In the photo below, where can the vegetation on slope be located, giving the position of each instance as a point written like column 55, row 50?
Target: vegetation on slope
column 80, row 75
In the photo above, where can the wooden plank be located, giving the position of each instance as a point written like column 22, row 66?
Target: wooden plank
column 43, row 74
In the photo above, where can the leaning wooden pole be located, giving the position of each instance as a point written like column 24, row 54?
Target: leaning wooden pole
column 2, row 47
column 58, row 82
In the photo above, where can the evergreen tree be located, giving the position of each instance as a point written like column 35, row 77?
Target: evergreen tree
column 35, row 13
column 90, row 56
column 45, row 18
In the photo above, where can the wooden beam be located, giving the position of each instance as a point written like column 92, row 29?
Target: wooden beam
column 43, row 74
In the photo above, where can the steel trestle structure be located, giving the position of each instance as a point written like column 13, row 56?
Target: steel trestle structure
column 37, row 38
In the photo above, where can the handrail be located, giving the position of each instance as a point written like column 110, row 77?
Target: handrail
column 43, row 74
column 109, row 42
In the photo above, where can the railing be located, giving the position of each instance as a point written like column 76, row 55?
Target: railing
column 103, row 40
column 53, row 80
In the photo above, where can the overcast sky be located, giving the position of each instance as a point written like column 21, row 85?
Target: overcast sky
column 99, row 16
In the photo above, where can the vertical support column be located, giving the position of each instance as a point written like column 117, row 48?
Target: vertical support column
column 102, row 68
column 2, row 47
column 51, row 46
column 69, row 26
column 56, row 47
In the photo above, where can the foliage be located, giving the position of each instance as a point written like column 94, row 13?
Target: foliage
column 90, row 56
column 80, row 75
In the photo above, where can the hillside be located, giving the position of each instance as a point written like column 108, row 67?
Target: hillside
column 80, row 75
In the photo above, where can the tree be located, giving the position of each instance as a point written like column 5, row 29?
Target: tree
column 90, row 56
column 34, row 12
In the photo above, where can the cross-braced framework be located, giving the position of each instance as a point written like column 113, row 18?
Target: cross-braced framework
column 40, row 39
**********
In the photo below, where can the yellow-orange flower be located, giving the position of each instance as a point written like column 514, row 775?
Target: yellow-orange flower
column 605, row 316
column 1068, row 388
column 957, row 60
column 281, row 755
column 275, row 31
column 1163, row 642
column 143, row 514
**********
→ **EXERCISE DESCRIPTION**: Sift through the material above and copy the lines that contain the word "below".

→ **THE ANSWER**:
In the photo below, where can the vegetation on slope be located, giving the position of each instance as a point written like column 55, row 50?
In the photo below, where can the yellow-orange flower be located, giving the position of each instance as a point written like column 514, row 775?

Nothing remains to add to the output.